━━━━━ Data shown

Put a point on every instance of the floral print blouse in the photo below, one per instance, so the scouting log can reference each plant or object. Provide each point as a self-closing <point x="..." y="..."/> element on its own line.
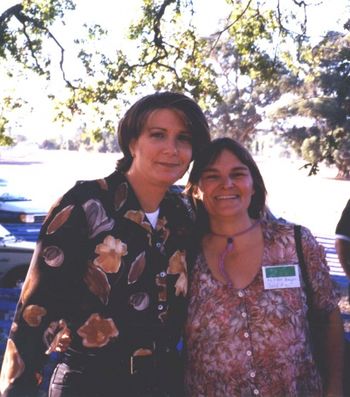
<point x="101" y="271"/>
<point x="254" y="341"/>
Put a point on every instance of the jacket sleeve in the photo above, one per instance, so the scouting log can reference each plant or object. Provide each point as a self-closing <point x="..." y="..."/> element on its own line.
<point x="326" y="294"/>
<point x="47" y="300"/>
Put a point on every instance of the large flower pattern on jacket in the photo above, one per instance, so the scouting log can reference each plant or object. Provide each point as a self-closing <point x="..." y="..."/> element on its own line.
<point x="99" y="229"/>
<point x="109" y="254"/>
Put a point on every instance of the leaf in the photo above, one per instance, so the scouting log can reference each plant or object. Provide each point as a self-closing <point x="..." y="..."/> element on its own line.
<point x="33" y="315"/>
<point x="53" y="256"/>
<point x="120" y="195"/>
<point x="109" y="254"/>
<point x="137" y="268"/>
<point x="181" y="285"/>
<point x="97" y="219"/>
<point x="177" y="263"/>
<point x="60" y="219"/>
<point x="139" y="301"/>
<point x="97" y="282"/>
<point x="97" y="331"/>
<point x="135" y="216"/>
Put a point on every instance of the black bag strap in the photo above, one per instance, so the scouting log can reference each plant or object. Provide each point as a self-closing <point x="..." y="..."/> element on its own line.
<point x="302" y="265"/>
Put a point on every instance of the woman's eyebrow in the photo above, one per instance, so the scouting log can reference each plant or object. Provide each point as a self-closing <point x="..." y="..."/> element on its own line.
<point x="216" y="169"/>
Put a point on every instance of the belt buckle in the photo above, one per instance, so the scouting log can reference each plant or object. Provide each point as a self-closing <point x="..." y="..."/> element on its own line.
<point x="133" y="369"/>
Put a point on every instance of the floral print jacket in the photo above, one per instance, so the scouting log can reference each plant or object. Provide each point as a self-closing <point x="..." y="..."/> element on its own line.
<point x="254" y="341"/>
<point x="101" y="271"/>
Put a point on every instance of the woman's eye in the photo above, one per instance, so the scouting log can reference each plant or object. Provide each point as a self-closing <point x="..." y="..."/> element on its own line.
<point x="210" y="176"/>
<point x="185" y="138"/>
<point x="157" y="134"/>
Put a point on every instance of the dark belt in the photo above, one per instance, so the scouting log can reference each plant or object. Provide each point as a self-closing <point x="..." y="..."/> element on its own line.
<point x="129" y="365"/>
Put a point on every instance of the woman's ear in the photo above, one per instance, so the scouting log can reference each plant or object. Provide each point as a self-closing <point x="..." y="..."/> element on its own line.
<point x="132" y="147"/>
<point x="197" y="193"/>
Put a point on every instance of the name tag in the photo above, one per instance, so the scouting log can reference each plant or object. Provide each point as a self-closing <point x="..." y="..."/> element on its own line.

━━━━━━━━━━

Every line above should be printed again word for word, without its pictures.

Put a point on every instance of the floral print blouse in the photo below, one per instance, so the scouting log can reference each plant or object. Provide each point as a self-closing <point x="..." y="..."/> element on its own line.
<point x="101" y="271"/>
<point x="254" y="341"/>
Put a point on every instance of the jacket sleeve in the photo above, one per instance, so the scouting log can reference each plant or object. Provide each point as a self-closing <point x="..." y="..."/> element on its own line.
<point x="326" y="294"/>
<point x="47" y="300"/>
Put a point on every instance of the large flower pattern on jacket in the photo above, one per instance, so the scouting log can reference each plant or object. Provide each point as a self-closing <point x="..." y="..."/> element on its own line.
<point x="99" y="229"/>
<point x="109" y="254"/>
Put a point on every instance of the leaf in the photo above, one per instance, so the scouting log can reference each plant or object. Provide each point as a self-closing <point x="..." y="..."/> element on its own line.
<point x="33" y="315"/>
<point x="53" y="256"/>
<point x="120" y="195"/>
<point x="109" y="254"/>
<point x="137" y="268"/>
<point x="181" y="285"/>
<point x="97" y="219"/>
<point x="177" y="263"/>
<point x="60" y="219"/>
<point x="139" y="301"/>
<point x="97" y="282"/>
<point x="97" y="331"/>
<point x="135" y="216"/>
Put a point on every instance of the black bag strap in the photo above, one per instance, so the scouting log can reference each plant or object. Provide each point as a self-closing <point x="..." y="..."/> element on its own line.
<point x="302" y="265"/>
Put a point on every instance of the woman's eyebrow in the photo above, one per instance, so the scouting log can reference each plant or object. Provide each point as a self-closing <point x="..." y="..."/> element on its own line.
<point x="216" y="169"/>
Put a point on every instance of the belt buckle in the photo above, one per instance, so the scouting log can reference each plant or object. Provide each point as a self-closing <point x="..." y="..."/> element on its own line.
<point x="133" y="369"/>
Put a point on every instance of the floral print jacket in the photo above, one per instance, so the scouting log can reference each plant or object. Provide each point as a self-closing <point x="..." y="..."/> element on its own line.
<point x="254" y="341"/>
<point x="101" y="271"/>
Put a point on every instance of the woman's eye in the photo above, one per instance, so the scouting log can reference each plant or object. Provide each point as a self-closing <point x="..." y="..."/> element on its own line.
<point x="210" y="176"/>
<point x="185" y="138"/>
<point x="157" y="134"/>
Put a point on every instance of the dark belt in the photo above, one per instance, so the scouting log can reference each plant or object. Provide each point as a self-closing <point x="..." y="..."/> element on its own line.
<point x="129" y="365"/>
Put a point on every instance of the woman's ear in the photo above, one per instance, so the scouting log can reference each plant or object. Provide each point as a self-closing <point x="..." y="..."/> element on its own line.
<point x="132" y="147"/>
<point x="197" y="193"/>
Put a point on every instance of the name tag in the photo above, one per instance, so the scouting log can reference each plant or object. Provide each point as a self-closing <point x="..." y="..."/> element on its own line.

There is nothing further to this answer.